→ TEXT BLOCK

<<<<

Project Jade was created by Neily Collick, Jennifer Bleckiner and Sarah Foster. Collick was inspired to create a communication board for her daughter, Jade, who has autism. The nonprofit organization has created several types of communication boards for different organizations in its home state of Michigan and has expanded to schools, parks and libraries across North America.

The board itself has a grid of 54 different words and representations of feelings or other communication needs.

Line Roy, Yelm’s parks and recreation director, said she was introduced to Project Jade by a friend who happened to know one of the founders. She said once she learned about the communication boards and what they offer, she decided that Yelm needed one.

“It was one of the first projects that I suggested and started working on when I got here,” Roy told the Nisqually Valley News on July 10. “I think it’s really important to recognize that all the kids should have the opportunity to play and communicate and build friendships, learn and grow as one within the community. It’s been really lovely to see the families that this communication board will help, and I’ve seen a lot of this already on Facebook.”

Roy added that the city is potentially looking to add a second communication board, this time at Longmire Park. She added the city is looking at the possibility of other inclusive upgrades for the parks in Yelm as well.

“Just having something for everyone in our parks is something that I would love for us to work toward,” Roy said. “This was a step in the right direction.”

>>>>

→ WHAT TO DO
**a)** Using the Project Jade text, say whether each statement agrees with it. (i) The board has a grid of 54 words and representations. (ii) Roy learned about Project Jade directly from one of its founders. (iii) Project Jade's home state is Michigan. For each, answer yes or no and quote the words that decide it.
**b)** According to the Project Jade text, at which park might the city add a second communication board?
**c)** Write out the part of the Project Jade text between "Line Roy, Yelm’s" and "Yelm needed one.", inclusive.

(Items from a dataset)
<<<<

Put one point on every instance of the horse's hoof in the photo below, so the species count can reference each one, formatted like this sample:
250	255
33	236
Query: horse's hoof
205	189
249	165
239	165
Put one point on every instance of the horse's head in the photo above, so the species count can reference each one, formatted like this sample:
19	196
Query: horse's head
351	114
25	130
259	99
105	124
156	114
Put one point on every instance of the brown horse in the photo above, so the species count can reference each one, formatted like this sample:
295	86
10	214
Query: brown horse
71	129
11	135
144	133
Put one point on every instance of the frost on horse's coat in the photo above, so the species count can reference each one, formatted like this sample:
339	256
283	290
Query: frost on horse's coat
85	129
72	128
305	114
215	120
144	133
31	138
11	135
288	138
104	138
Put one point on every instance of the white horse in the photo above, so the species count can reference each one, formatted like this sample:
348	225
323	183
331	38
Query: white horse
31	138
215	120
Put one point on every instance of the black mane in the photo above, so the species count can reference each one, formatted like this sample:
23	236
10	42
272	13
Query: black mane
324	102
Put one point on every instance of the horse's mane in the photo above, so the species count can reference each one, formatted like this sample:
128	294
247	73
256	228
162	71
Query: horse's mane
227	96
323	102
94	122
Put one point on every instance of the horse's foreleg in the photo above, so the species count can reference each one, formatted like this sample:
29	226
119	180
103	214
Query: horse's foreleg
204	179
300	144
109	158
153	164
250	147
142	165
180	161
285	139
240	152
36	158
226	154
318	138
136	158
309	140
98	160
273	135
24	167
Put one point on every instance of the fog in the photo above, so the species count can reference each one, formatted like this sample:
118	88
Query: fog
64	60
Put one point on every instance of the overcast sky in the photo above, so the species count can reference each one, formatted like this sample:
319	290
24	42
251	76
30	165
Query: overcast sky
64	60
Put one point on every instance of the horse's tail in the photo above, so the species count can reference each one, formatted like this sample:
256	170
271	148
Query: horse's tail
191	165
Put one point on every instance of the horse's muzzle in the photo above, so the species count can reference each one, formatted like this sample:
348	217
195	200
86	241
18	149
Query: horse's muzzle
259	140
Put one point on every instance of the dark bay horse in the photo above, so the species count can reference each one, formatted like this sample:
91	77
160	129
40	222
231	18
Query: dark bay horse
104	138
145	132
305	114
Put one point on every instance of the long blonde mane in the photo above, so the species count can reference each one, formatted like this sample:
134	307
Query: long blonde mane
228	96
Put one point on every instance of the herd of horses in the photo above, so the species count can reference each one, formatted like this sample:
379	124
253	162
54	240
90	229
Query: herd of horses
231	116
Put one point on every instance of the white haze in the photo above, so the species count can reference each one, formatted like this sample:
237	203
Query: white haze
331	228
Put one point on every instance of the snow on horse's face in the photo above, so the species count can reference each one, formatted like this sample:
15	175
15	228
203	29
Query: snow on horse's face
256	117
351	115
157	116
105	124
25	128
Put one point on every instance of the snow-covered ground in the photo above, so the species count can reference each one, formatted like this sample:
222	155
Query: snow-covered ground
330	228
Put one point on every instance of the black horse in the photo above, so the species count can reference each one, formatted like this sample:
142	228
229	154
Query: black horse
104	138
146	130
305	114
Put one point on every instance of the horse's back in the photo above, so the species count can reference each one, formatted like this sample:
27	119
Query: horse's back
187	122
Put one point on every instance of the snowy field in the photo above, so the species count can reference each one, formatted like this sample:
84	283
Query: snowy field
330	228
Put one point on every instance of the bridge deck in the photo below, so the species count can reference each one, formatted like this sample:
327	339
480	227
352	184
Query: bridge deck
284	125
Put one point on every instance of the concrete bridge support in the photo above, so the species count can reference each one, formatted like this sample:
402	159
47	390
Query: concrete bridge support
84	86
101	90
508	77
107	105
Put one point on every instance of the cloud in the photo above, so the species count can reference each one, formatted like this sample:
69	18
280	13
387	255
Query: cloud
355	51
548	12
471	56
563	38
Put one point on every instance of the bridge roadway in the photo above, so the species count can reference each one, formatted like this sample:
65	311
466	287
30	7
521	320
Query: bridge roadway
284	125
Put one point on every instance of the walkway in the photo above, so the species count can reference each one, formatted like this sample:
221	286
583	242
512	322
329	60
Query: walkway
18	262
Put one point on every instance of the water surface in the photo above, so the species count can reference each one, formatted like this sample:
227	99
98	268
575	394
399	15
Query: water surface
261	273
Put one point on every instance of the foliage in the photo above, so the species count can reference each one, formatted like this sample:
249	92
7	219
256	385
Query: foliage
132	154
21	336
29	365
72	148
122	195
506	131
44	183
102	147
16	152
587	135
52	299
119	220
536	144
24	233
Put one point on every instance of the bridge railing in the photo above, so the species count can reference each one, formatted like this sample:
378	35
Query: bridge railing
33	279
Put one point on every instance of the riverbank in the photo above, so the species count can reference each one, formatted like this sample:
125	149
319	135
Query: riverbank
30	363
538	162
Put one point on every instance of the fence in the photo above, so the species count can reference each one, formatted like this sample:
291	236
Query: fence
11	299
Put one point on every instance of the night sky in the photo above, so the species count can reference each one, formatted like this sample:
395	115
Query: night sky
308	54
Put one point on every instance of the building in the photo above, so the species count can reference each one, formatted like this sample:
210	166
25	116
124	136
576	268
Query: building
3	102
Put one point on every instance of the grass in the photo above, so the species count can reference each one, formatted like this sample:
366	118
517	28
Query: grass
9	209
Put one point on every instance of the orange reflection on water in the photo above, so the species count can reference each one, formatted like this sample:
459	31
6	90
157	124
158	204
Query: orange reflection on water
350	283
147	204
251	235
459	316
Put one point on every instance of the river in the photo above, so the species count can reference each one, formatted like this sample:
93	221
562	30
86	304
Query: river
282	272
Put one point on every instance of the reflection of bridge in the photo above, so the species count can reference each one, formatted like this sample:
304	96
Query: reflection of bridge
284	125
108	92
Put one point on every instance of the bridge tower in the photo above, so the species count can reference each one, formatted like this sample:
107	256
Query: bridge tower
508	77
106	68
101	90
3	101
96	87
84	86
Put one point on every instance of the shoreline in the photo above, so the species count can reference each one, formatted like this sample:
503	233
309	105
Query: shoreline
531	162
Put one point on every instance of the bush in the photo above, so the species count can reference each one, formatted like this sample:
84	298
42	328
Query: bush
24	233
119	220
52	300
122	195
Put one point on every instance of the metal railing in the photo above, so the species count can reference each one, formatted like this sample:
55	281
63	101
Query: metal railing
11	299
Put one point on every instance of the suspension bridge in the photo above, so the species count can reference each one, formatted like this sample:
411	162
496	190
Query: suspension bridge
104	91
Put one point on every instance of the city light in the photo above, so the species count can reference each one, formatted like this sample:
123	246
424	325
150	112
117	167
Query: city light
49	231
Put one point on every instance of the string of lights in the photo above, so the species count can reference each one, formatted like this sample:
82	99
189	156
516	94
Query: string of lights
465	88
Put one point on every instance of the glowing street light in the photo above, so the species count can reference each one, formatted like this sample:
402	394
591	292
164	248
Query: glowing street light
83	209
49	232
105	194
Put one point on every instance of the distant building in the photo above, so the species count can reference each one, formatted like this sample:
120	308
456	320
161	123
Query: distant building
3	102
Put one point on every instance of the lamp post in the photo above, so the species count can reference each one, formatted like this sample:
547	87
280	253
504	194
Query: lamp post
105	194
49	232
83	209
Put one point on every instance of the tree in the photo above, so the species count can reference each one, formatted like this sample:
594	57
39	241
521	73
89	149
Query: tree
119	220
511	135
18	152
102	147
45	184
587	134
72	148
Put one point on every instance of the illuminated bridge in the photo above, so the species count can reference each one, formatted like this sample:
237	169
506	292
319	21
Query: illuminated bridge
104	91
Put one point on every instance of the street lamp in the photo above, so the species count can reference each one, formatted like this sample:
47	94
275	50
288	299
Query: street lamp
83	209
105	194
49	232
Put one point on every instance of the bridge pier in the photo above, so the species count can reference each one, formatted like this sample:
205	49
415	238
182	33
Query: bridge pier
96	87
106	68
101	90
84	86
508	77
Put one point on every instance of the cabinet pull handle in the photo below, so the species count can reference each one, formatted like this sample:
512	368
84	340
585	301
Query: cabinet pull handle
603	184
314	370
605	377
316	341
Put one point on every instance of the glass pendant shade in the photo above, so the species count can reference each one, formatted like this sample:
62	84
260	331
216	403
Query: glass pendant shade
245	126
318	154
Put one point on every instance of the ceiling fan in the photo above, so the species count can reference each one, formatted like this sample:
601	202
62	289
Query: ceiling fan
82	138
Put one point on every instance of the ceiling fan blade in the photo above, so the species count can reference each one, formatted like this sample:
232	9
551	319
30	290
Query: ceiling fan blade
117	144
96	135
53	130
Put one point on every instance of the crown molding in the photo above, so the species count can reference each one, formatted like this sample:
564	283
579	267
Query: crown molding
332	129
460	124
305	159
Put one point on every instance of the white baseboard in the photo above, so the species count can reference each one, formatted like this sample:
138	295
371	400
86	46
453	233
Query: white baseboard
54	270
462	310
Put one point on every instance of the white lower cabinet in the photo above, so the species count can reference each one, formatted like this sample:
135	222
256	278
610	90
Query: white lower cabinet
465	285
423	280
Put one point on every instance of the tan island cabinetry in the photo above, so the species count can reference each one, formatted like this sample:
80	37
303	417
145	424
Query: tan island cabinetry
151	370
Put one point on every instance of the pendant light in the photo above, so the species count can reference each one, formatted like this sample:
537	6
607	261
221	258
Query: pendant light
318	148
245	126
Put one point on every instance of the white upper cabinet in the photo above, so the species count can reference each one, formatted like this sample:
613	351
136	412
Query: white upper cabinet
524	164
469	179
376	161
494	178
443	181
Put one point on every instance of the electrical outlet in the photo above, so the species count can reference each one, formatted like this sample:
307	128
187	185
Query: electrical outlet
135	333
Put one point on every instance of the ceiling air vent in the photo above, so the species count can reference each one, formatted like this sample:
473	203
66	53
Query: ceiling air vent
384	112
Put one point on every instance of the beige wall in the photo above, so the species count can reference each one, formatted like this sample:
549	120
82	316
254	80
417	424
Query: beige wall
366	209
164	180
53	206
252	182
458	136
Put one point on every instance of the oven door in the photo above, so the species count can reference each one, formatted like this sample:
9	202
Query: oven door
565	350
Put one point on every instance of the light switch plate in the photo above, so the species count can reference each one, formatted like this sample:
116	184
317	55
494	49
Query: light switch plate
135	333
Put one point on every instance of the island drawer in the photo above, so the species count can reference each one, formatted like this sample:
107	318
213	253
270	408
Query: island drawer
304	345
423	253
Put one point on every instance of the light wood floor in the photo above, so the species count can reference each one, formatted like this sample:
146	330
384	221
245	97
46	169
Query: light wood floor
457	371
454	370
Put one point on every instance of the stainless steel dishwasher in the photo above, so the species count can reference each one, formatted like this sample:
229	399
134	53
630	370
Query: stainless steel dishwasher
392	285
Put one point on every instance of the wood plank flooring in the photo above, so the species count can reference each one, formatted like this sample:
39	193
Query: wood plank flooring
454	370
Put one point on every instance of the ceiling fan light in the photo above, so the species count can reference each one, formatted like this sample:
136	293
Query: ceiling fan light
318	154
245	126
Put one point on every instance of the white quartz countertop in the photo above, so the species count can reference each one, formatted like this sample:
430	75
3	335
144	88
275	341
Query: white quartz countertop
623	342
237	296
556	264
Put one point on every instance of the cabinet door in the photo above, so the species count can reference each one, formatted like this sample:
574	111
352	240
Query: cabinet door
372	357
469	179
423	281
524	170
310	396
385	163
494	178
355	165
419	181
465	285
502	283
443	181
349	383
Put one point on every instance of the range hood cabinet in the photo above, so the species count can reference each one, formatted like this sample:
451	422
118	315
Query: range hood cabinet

>>>>

→ PER-TASK OUTPUTS
**a)**
(i) Yes: "The board itself has a grid of 54 different words and representations of feelings or other communication needs."
(ii) No: "she was introduced to Project Jade by a friend who happened to know one of the founders."
(iii) Yes: "its home state of Michigan."

**b)** Longmire Park.

**c)**
Line Roy, Yelm’s parks and recreation director, said she was introduced to Project Jade by a friend who happened to know one of the founders. She said once she learned about the communication boards and what they offer, she decided that Yelm needed one.